Work to do:
Could you rewrite the data starting at the line containing "Exercise. Annotate the water" and ending at the line containing "x=501, y=624", swapping "building" for "tower" and leaving everything else unchanged?

Material for this task:
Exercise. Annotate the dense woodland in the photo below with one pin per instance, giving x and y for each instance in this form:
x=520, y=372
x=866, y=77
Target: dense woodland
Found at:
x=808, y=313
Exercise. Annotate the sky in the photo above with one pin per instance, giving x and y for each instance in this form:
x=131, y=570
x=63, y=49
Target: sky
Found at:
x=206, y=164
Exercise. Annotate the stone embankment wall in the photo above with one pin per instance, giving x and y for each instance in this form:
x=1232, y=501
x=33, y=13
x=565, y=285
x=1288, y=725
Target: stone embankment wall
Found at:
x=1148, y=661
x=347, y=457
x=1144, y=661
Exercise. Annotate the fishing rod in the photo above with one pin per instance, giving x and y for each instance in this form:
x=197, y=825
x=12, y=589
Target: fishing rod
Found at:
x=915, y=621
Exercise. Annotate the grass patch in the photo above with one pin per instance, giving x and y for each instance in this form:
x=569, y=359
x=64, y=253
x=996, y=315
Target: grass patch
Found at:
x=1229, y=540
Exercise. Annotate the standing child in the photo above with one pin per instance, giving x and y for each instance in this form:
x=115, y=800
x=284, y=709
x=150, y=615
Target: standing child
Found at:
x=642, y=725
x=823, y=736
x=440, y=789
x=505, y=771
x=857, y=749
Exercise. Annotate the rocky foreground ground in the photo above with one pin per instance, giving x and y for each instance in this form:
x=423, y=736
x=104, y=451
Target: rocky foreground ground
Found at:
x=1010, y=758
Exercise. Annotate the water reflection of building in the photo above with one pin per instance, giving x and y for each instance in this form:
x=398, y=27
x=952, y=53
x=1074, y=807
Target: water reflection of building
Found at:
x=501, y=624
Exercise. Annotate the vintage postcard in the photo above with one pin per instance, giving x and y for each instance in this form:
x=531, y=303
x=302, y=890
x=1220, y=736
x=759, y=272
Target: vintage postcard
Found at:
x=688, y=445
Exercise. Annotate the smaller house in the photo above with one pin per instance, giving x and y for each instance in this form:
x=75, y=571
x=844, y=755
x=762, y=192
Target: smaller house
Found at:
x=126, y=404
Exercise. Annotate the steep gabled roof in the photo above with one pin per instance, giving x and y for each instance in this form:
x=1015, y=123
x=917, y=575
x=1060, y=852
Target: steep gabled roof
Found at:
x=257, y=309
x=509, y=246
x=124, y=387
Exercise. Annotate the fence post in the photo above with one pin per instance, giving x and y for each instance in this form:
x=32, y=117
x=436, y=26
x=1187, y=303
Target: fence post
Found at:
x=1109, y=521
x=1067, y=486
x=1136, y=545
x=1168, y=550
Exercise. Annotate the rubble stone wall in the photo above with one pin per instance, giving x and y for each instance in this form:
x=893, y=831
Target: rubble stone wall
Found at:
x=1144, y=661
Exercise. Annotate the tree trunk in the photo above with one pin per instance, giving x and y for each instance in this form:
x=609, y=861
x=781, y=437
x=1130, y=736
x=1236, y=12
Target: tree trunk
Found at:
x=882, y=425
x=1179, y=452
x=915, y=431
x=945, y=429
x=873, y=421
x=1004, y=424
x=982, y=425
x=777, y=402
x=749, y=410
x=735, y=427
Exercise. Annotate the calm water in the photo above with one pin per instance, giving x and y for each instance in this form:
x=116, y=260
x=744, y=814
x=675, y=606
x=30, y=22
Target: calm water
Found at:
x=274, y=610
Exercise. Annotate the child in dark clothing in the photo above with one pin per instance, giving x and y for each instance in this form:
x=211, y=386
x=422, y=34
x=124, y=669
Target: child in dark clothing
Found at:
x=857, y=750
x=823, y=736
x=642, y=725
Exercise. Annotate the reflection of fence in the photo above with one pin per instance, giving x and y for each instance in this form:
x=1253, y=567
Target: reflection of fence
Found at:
--
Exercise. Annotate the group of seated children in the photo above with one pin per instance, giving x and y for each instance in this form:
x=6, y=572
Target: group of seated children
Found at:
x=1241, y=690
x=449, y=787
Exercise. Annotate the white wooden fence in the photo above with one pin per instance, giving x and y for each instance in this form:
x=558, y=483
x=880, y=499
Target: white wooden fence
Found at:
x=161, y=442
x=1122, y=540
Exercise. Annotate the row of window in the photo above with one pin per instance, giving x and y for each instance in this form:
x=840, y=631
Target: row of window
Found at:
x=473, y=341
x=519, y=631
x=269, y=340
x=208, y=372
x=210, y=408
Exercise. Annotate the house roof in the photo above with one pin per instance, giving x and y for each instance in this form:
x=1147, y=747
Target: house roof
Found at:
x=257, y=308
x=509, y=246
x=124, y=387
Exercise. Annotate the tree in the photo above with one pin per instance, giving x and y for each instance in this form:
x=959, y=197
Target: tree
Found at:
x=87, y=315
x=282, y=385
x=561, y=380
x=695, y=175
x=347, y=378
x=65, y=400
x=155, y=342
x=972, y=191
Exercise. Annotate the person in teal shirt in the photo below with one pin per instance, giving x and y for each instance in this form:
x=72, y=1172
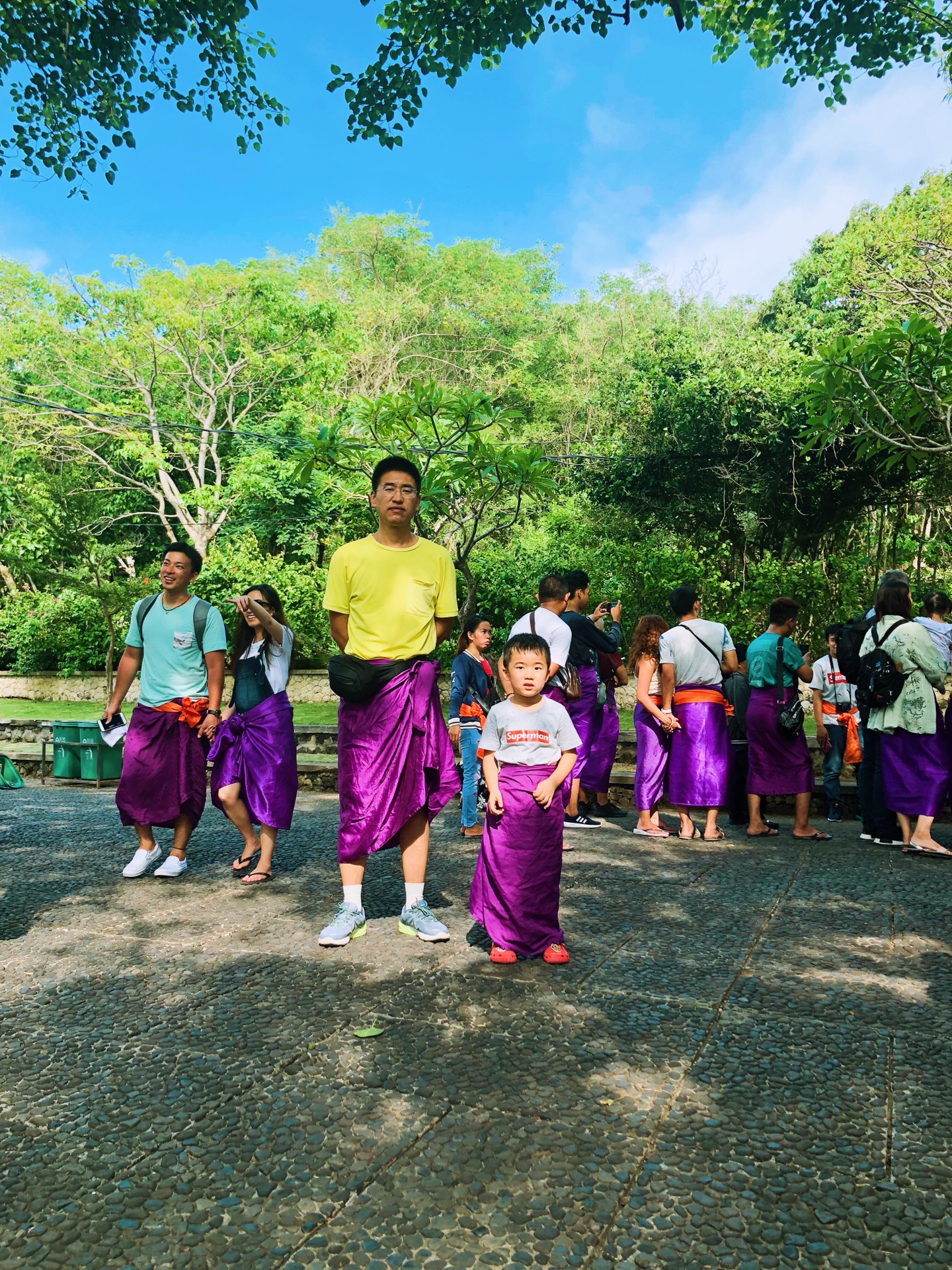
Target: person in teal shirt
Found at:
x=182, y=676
--
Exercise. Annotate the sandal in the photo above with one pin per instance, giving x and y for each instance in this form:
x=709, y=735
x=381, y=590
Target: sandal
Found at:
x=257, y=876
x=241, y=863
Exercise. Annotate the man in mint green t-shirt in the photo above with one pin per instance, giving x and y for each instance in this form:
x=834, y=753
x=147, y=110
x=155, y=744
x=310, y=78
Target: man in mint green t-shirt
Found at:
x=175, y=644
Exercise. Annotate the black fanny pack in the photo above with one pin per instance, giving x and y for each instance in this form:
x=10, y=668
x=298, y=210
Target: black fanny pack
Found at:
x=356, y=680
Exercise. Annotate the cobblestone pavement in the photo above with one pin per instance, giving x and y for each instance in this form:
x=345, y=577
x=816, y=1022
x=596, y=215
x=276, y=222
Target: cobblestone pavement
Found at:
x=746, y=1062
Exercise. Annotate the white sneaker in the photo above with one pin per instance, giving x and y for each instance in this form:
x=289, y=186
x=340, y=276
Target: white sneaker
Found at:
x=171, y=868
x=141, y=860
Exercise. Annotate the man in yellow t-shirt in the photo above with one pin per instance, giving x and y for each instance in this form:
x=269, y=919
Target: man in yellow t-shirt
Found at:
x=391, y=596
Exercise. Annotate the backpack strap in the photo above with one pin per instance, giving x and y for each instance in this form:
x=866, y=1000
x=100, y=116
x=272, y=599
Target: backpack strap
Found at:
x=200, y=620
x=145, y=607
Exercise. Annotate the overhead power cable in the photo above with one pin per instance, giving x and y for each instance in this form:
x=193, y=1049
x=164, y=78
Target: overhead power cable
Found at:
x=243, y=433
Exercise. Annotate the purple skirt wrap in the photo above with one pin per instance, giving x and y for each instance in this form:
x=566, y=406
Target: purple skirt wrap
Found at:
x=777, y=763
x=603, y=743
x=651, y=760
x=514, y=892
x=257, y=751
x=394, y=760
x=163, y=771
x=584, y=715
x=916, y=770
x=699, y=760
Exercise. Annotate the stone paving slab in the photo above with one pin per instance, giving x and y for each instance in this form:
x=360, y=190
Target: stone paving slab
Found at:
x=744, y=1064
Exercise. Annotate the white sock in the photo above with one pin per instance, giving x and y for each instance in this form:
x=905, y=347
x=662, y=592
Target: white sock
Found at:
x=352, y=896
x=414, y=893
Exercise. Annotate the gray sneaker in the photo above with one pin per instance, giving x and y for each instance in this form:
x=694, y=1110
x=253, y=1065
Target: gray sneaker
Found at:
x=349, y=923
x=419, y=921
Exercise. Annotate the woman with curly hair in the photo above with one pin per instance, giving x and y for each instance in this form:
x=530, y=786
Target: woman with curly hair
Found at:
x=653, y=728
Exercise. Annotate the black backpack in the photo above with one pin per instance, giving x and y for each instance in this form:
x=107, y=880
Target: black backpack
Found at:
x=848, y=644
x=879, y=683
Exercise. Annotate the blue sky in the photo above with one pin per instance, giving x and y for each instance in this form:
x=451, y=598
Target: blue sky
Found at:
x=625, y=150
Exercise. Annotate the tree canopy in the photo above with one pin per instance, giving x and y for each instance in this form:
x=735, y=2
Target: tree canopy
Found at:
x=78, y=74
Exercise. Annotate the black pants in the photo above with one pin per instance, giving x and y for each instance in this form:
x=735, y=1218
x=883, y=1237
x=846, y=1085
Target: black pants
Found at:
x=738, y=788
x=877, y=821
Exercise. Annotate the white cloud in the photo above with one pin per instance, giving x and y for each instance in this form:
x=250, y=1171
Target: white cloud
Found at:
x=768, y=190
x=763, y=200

Complete output:
Exercise. Annotate the water reflection of tower in the photo above with one pin per instance, giving x and y for each instance in this form:
x=398, y=27
x=952, y=53
x=1074, y=807
Target: water reflection of tower
Found at:
x=501, y=624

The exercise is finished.